— BEGIN Records to use —

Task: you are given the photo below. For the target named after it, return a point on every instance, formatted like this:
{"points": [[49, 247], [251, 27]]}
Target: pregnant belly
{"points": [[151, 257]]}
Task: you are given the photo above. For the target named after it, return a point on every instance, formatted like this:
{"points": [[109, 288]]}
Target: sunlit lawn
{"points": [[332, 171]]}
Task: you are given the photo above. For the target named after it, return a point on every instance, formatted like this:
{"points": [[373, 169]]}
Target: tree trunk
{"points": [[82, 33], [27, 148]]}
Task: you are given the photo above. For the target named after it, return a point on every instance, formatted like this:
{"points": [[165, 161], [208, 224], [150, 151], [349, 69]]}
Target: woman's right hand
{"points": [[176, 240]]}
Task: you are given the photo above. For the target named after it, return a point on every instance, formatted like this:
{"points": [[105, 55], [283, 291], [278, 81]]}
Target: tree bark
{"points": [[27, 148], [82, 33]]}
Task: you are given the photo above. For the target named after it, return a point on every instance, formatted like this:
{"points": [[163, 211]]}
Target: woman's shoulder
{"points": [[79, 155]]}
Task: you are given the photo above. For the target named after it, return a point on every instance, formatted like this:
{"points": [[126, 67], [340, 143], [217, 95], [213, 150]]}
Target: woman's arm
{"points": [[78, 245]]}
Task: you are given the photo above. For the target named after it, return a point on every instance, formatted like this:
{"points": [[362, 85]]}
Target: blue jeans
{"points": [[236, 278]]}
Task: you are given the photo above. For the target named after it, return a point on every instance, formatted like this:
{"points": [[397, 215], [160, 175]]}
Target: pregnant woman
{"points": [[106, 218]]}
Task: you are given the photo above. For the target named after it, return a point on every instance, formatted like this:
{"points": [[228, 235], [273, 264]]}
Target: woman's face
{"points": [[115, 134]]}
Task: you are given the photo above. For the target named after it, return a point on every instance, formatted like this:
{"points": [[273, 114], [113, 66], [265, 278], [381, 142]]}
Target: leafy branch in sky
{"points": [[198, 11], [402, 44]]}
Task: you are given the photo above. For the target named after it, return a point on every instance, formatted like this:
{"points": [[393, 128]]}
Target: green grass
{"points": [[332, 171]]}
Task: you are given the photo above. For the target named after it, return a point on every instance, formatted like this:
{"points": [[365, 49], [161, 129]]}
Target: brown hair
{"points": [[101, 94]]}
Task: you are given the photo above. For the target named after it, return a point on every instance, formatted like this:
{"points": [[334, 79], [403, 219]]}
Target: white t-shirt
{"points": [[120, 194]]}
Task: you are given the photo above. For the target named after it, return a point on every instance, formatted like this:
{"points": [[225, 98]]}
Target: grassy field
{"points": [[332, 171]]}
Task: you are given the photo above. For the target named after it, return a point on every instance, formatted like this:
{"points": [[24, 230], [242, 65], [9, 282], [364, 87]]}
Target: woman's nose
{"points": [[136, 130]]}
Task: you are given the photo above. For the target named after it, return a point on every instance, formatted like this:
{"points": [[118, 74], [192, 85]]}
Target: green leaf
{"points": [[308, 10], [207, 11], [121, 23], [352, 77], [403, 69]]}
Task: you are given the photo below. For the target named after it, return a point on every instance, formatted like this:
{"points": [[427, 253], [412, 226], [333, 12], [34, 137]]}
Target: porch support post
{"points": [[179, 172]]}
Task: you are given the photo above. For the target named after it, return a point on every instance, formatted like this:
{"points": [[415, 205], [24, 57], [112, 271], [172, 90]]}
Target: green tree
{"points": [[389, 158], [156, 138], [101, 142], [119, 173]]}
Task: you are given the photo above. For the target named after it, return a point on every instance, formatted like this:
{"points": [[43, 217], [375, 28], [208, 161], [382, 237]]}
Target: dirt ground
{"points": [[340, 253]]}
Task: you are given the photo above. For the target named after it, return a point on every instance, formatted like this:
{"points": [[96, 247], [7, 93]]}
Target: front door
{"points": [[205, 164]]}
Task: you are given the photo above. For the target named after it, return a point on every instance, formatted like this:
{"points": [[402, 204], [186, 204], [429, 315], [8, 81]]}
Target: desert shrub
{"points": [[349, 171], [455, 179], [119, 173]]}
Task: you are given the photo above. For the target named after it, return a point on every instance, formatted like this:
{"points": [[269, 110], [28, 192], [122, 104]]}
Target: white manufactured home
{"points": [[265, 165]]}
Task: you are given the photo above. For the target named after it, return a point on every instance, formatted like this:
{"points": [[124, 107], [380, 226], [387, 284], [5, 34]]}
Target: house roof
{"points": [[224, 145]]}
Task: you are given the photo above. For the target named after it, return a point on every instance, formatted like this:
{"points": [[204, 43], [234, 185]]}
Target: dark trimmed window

— END Records to use —

• [Task objective]
Your task is to quote the listing above word for word.

• [Answer to this exercise]
Task: you are given the photo below. For the target named after it, return a point on every instance, formatted like this:
{"points": [[49, 247], [251, 27]]}
Target: pregnant belly
{"points": [[151, 257]]}
Task: you are given the photo above. For the target named after it, return a point on every instance, formatted like this:
{"points": [[109, 288]]}
Target: sunlit lawn
{"points": [[332, 171]]}
Task: you are given the photo above. For the target named after it, return a point on every instance, formatted like this:
{"points": [[373, 169]]}
Target: tree trunk
{"points": [[82, 33], [27, 148]]}
Task: you are given the photo above. For the target named after it, return a point on every instance, formatted like this:
{"points": [[165, 161], [208, 224], [150, 151], [349, 69]]}
Target: woman's right hand
{"points": [[176, 240]]}
Task: you are given the photo above. For the target named after it, return a point on every instance, formatted like this:
{"points": [[105, 55], [283, 291], [278, 81]]}
Target: tree bark
{"points": [[27, 148], [82, 33]]}
Task: you are given the photo above. For the target named after it, return a point on every instance, formatted like this:
{"points": [[163, 211]]}
Target: woman's shoulder
{"points": [[79, 155]]}
Task: you are given the photo above. For the target named after it, return a point on every instance, formatted like this:
{"points": [[126, 67], [340, 143], [217, 95], [213, 150]]}
Target: woman's arm
{"points": [[78, 245]]}
Task: you are given the photo above. For the target named after it, return a point on every instance, formatted like this:
{"points": [[362, 85]]}
Target: blue jeans
{"points": [[236, 278]]}
Task: you are given the photo above. For the target named after it, return a point on every instance, formatted like this:
{"points": [[397, 215], [160, 175]]}
Target: pregnant woman
{"points": [[106, 218]]}
Task: you are given the photo above. For the target named after it, return a point on every instance, formatted like this:
{"points": [[228, 235], [273, 264]]}
Target: woman's face
{"points": [[115, 134]]}
Task: you are given the photo above. For the target named after it, return a point on every instance, formatted like this:
{"points": [[273, 114], [113, 66], [265, 278], [381, 142]]}
Target: leafy branch in sky
{"points": [[198, 11], [402, 44]]}
Task: you are given the photo above. For the target named after it, return a point on every instance, formatted like this:
{"points": [[393, 128]]}
Target: green grass
{"points": [[332, 171]]}
Task: you are given the photo above. For the target named after it, return a point on every instance, formatted like this:
{"points": [[365, 49], [161, 129]]}
Target: brown hair
{"points": [[101, 94]]}
Task: you are given the photo above. For the target named after it, return a point on every instance, formatted like this:
{"points": [[334, 79], [403, 219]]}
Target: white t-shirt
{"points": [[120, 194]]}
Task: you are given the photo above. For the target named after it, return a point on every instance, formatted like this:
{"points": [[225, 98]]}
Target: grassy field
{"points": [[332, 171]]}
Task: you are given the photo above. For the target named after it, return a point on every instance, formatted like this:
{"points": [[24, 230], [242, 65], [9, 282], [364, 87]]}
Target: woman's nose
{"points": [[136, 130]]}
Task: you are given the photo above. For the target named after it, return a point on every instance, formatted like this:
{"points": [[118, 74], [192, 85]]}
Target: green leaf
{"points": [[308, 10], [207, 11], [121, 23], [352, 77], [403, 69]]}
Task: you are given the photo below. For the target named after it, return a point on every instance, formatted like this:
{"points": [[427, 253], [412, 226], [333, 12], [34, 137]]}
Target: porch support post
{"points": [[179, 172]]}
Task: you are given the photo above. For the target named after it, return a point on every instance, formatted like this:
{"points": [[415, 205], [24, 57], [112, 271], [172, 90]]}
Target: green tree
{"points": [[389, 158], [156, 138], [101, 142], [119, 173]]}
Task: you are given the photo above. For the target named after it, return a point on every instance, formatted like this:
{"points": [[43, 217], [375, 28], [208, 161], [382, 237]]}
Target: dirt ground
{"points": [[340, 253]]}
Task: you are given the photo above. For the target named after it, return a point on every instance, formatted like this:
{"points": [[96, 247], [7, 93]]}
Target: front door
{"points": [[205, 164]]}
Task: you are given the photo above. For the target named after it, return a point on every instance, formatted like this:
{"points": [[402, 204], [186, 204], [429, 315], [8, 81]]}
Target: desert shrub
{"points": [[349, 171], [455, 179], [119, 173]]}
Task: you are given the photo above. For the target named after it, return a point on every instance, formatted like this:
{"points": [[269, 110], [28, 192], [122, 104]]}
Target: white manufactured home
{"points": [[265, 165]]}
Task: you are given the photo above. For the target named after it, return a point on every instance, formatted like this:
{"points": [[124, 107], [380, 226], [387, 284], [5, 34]]}
Target: house roof
{"points": [[224, 145]]}
Task: you are given the photo above. For the target named after it, return a point on every instance, formatted like this:
{"points": [[204, 43], [234, 185]]}
Target: dark trimmed window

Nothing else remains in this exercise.